# What needs to be done
In your copy, leave out all pictures and reproduce every entry exactly.

# Provided records
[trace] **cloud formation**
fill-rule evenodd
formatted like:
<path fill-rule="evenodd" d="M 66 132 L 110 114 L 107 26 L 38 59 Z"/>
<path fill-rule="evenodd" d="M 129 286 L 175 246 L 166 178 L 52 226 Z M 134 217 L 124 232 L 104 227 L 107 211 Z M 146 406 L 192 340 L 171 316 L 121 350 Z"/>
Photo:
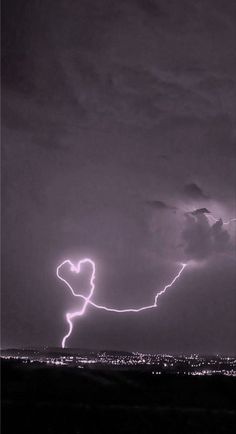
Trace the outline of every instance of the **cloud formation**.
<path fill-rule="evenodd" d="M 125 293 L 127 303 L 134 297 L 141 303 L 147 299 L 143 288 L 161 285 L 176 272 L 176 262 L 185 260 L 183 244 L 188 258 L 196 257 L 197 243 L 205 242 L 207 249 L 209 225 L 198 239 L 197 216 L 190 213 L 187 220 L 186 211 L 206 206 L 224 220 L 235 215 L 235 6 L 233 0 L 8 0 L 2 68 L 7 100 L 2 323 L 8 344 L 57 342 L 67 299 L 52 270 L 64 255 L 96 260 L 104 300 L 109 296 L 119 303 Z M 161 201 L 151 203 L 155 198 Z M 189 230 L 184 242 L 183 229 Z M 233 225 L 224 229 L 233 236 Z M 218 241 L 212 241 L 209 255 L 225 243 L 222 231 L 212 229 L 211 241 Z M 201 257 L 204 248 L 198 253 Z M 212 262 L 224 264 L 225 256 Z M 204 293 L 211 309 L 211 289 L 218 290 L 222 306 L 223 276 L 235 296 L 232 272 L 220 269 L 219 282 L 219 269 L 213 264 Z M 205 276 L 192 276 L 197 294 Z M 188 279 L 181 285 L 168 315 L 176 323 L 178 300 L 186 301 L 189 311 Z M 198 311 L 202 320 L 202 297 Z M 157 329 L 164 327 L 155 314 L 158 318 Z M 216 318 L 214 350 L 219 351 L 217 324 L 222 329 L 225 315 Z M 125 321 L 119 321 L 123 335 L 117 325 L 122 348 L 137 344 L 137 349 L 140 341 L 144 350 L 142 318 L 133 335 Z M 190 326 L 196 331 L 197 324 L 191 316 L 178 340 L 173 327 L 172 351 L 175 343 L 178 351 L 196 351 L 185 331 Z M 201 327 L 201 341 L 211 345 L 212 335 Z M 114 329 L 103 316 L 100 329 L 95 320 L 96 336 L 92 330 L 94 341 L 87 336 L 83 341 L 80 331 L 81 345 L 103 347 L 99 336 L 107 333 L 104 346 L 113 347 Z M 158 347 L 165 333 L 159 341 L 156 333 L 148 336 L 148 350 L 168 350 Z M 235 347 L 235 336 L 225 344 L 227 328 L 221 336 L 225 348 Z"/>
<path fill-rule="evenodd" d="M 192 211 L 190 214 L 199 215 L 199 214 L 210 214 L 211 212 L 207 208 L 198 208 Z"/>
<path fill-rule="evenodd" d="M 159 211 L 176 210 L 175 206 L 168 205 L 162 200 L 148 200 L 147 205 Z"/>
<path fill-rule="evenodd" d="M 204 213 L 195 216 L 186 214 L 185 218 L 182 238 L 188 259 L 203 260 L 214 253 L 224 253 L 230 249 L 230 236 L 223 228 L 221 219 L 211 226 Z"/>
<path fill-rule="evenodd" d="M 184 194 L 189 199 L 208 199 L 208 196 L 203 192 L 203 190 L 194 182 L 185 185 Z"/>

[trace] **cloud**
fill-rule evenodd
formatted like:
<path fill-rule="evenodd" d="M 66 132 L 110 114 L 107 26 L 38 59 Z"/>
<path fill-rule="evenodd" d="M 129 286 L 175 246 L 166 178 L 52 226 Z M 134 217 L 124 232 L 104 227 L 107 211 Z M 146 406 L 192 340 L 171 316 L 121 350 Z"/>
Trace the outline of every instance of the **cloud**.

# Solved exercise
[trace] **cloud formation**
fill-rule evenodd
formatted like:
<path fill-rule="evenodd" d="M 66 132 L 110 114 L 107 26 L 38 59 Z"/>
<path fill-rule="evenodd" d="M 129 286 L 175 246 L 166 178 L 52 226 Z M 134 217 L 124 232 L 104 227 L 107 211 Z M 146 406 L 192 340 L 171 316 L 121 350 Z"/>
Photo:
Trace the outline of every instance of the **cloud formation**.
<path fill-rule="evenodd" d="M 125 293 L 127 303 L 134 297 L 141 303 L 147 299 L 143 288 L 161 285 L 176 272 L 176 262 L 185 260 L 183 244 L 188 258 L 196 257 L 197 243 L 205 242 L 207 249 L 209 225 L 198 239 L 197 216 L 190 213 L 187 220 L 186 211 L 206 206 L 224 220 L 235 215 L 235 6 L 233 0 L 8 0 L 2 68 L 7 100 L 2 323 L 8 344 L 57 342 L 67 299 L 52 270 L 64 255 L 96 260 L 104 300 L 109 296 L 119 303 Z M 161 201 L 151 203 L 155 198 Z M 189 230 L 184 242 L 183 229 Z M 233 225 L 224 229 L 233 236 Z M 218 241 L 212 241 L 209 255 L 225 243 L 222 231 L 212 229 L 211 241 Z M 201 257 L 204 248 L 198 253 Z M 212 262 L 224 264 L 225 256 Z M 204 293 L 211 309 L 211 289 L 218 290 L 222 306 L 223 276 L 235 296 L 232 272 L 220 269 L 219 282 L 219 269 L 213 264 Z M 205 276 L 192 276 L 197 294 Z M 188 279 L 181 285 L 168 315 L 176 323 L 178 300 L 186 301 L 189 311 Z M 198 311 L 202 320 L 202 297 Z M 157 329 L 164 327 L 155 314 L 158 318 Z M 216 318 L 214 350 L 219 351 L 217 324 L 222 329 L 225 315 Z M 125 321 L 119 321 L 123 335 L 117 325 L 122 348 L 137 344 L 137 349 L 140 341 L 144 350 L 142 318 L 133 335 Z M 190 326 L 196 331 L 197 324 L 191 316 L 178 340 L 173 327 L 172 351 L 175 343 L 178 351 L 196 351 L 185 331 Z M 201 327 L 201 341 L 211 345 L 212 335 Z M 114 329 L 103 316 L 100 329 L 95 320 L 96 336 L 92 330 L 94 341 L 87 336 L 83 341 L 80 331 L 81 345 L 103 347 L 99 336 L 107 333 L 104 346 L 113 347 Z M 158 347 L 165 333 L 159 341 L 156 333 L 148 336 L 148 350 L 168 350 Z M 235 347 L 235 336 L 225 344 L 227 328 L 221 336 L 225 348 Z"/>
<path fill-rule="evenodd" d="M 192 211 L 190 214 L 199 215 L 199 214 L 210 214 L 211 212 L 207 208 L 198 208 Z"/>
<path fill-rule="evenodd" d="M 159 211 L 176 210 L 175 206 L 168 205 L 162 200 L 148 200 L 147 205 Z"/>
<path fill-rule="evenodd" d="M 204 213 L 195 216 L 186 214 L 185 218 L 182 238 L 188 259 L 203 260 L 214 253 L 224 253 L 230 249 L 230 236 L 223 228 L 221 219 L 211 226 Z"/>
<path fill-rule="evenodd" d="M 184 194 L 189 199 L 208 199 L 208 196 L 203 192 L 203 190 L 194 182 L 185 185 Z"/>

[trace] **cloud**
fill-rule evenodd
formatted like:
<path fill-rule="evenodd" d="M 66 132 L 110 114 L 107 26 L 38 59 Z"/>
<path fill-rule="evenodd" d="M 129 286 L 175 246 L 166 178 L 52 226 Z M 134 217 L 124 232 L 104 227 L 107 211 Z M 146 406 L 192 340 L 171 316 L 121 350 Z"/>
Trace the outline of every instance of the **cloud**.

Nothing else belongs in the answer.